──────── TEXTABSCHNITT ────────

Schwäbische Zeitung (Bad Saulgau)
Polizisten handelten in Notwehr
Ermittlungen nach tödlichem Schusswaffengebrauch in Bad Schussenried im Juli 2020 sind abgeschlossen
(sz/mad) Nach einem Polizeieinsatz vom Juli 2020 in Bad Schussenried, bei dem durch Schüsse aus Dienstwaffen ein Mann starb und eine Frau verletzt wurde, hat die Staatsanwaltschaft Ravensburg ihre Ermittlungen gegen zwei Polizisten eingestellt. Die Anklagebehörde hatte gegen einen Polizeibeamten des Polizeipräsidiums Ulm wegen Körperverletzung mit Todesfolge und gegen einen Kollegen wegen Körperverletzung im Amt ermittelt.

──────── BEREITGESTELLTE DATENSÄTZE ────────

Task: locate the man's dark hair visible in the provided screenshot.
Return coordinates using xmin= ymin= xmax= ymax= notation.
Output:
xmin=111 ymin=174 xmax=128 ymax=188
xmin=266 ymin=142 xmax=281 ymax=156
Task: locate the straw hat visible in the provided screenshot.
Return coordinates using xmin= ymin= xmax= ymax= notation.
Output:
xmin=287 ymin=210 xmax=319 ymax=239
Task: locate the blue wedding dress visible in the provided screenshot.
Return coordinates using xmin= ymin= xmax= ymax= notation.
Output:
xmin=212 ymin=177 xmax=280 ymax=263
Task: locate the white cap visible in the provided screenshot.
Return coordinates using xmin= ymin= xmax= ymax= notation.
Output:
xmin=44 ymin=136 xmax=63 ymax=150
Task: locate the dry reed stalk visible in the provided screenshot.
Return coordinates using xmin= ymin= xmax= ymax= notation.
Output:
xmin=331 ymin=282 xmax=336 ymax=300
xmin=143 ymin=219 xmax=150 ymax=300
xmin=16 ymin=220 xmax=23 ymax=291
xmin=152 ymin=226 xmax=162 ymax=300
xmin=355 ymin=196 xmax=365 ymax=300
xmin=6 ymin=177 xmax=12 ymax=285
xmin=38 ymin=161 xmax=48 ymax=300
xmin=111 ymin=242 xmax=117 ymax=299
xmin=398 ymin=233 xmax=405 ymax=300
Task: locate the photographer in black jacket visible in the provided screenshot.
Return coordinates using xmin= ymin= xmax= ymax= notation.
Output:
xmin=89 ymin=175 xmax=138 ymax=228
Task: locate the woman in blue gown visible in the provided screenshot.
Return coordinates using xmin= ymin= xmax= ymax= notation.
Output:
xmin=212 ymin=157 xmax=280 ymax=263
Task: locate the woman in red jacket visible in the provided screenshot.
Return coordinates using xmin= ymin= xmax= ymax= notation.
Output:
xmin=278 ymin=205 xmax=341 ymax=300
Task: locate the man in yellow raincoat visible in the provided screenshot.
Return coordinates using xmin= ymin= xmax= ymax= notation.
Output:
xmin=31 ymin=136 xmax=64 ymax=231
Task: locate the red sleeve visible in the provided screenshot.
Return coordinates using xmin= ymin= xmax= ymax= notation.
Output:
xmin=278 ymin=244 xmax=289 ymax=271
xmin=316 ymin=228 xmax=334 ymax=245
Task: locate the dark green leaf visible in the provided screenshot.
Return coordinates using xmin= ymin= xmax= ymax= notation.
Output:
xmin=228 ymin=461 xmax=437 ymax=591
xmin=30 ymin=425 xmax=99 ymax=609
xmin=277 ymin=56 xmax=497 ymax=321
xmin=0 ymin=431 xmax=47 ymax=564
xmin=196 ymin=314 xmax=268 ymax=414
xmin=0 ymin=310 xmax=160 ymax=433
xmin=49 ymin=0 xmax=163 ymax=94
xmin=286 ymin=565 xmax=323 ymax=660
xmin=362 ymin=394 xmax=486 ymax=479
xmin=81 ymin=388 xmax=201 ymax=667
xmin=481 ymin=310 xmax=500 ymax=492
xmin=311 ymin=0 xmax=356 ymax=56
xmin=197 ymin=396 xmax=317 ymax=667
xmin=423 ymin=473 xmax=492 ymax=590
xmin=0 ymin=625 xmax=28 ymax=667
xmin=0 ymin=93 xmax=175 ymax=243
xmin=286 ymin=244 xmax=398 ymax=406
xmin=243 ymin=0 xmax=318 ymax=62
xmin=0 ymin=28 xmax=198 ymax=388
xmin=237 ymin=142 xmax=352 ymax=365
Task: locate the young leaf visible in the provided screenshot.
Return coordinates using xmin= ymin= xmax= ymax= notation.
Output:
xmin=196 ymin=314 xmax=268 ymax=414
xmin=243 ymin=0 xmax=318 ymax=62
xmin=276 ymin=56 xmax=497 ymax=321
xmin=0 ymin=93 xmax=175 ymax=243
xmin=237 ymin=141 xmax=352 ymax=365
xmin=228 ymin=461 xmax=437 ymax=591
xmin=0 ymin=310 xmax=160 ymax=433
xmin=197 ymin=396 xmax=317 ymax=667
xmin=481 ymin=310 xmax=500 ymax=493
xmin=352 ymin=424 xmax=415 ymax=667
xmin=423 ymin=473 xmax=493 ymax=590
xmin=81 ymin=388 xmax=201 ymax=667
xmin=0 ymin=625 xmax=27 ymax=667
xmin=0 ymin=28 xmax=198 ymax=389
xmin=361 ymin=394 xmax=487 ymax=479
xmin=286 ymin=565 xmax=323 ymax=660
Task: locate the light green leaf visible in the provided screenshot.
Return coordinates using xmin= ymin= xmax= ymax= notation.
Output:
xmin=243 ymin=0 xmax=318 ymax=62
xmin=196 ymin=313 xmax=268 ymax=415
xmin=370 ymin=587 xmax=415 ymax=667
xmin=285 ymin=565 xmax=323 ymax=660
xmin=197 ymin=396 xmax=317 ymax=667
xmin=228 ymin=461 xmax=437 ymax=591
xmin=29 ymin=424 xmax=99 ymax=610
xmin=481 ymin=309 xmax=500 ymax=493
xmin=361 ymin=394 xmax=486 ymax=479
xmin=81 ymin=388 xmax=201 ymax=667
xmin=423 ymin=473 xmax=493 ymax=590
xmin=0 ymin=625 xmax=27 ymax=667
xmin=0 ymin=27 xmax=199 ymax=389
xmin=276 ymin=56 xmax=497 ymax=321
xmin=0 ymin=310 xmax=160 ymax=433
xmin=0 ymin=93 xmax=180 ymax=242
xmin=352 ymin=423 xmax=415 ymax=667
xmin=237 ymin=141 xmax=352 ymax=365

────────

**ZU ERLEDIGENDE SCHRITTE:**
a. Beantworte drei Fragen zum Zeitungsartikel:
(i) Wie handelten die Polizisten laut Überschrift?
(ii) Welche Behörde hat ihre Ermittlungen gegen die zwei Polizisten eingestellt?
(iii) Wegen welchen Vorwurfs wurde gegen den Kollegen ermittelt?
b. Entnimm dem Zeitungsartikel bitte wortgetreu den Abschnitt, der mit den Wörtern „Polizisten handelten in“ einsetzt und mit „im Amt ermittelt.“ schließt.

**VOLLSTÄNDIGE LÖSUNGEN:**
a.
(i) In Notwehr.
(ii) Die Staatsanwaltschaft Ravensburg.
(iii) Wegen Körperverletzung im Amt.

b.
Polizisten handelten in Notwehr
Ermittlungen nach tödlichem Schusswaffengebrauch in Bad Schussenried im Juli 2020 sind abgeschlossen
(sz/mad) Nach einem Polizeieinsatz vom Juli 2020 in Bad Schussenried, bei dem durch Schüsse aus Dienstwaffen ein Mann starb und eine Frau verletzt wurde, hat die Staatsanwaltschaft Ravensburg ihre Ermittlungen gegen zwei Polizisten eingestellt. Die Anklagebehörde hatte gegen einen Polizeibeamten des Polizeipräsidiums Ulm wegen Körperverletzung mit Todesfolge und gegen einen Kollegen wegen Körperverletzung im Amt ermittelt.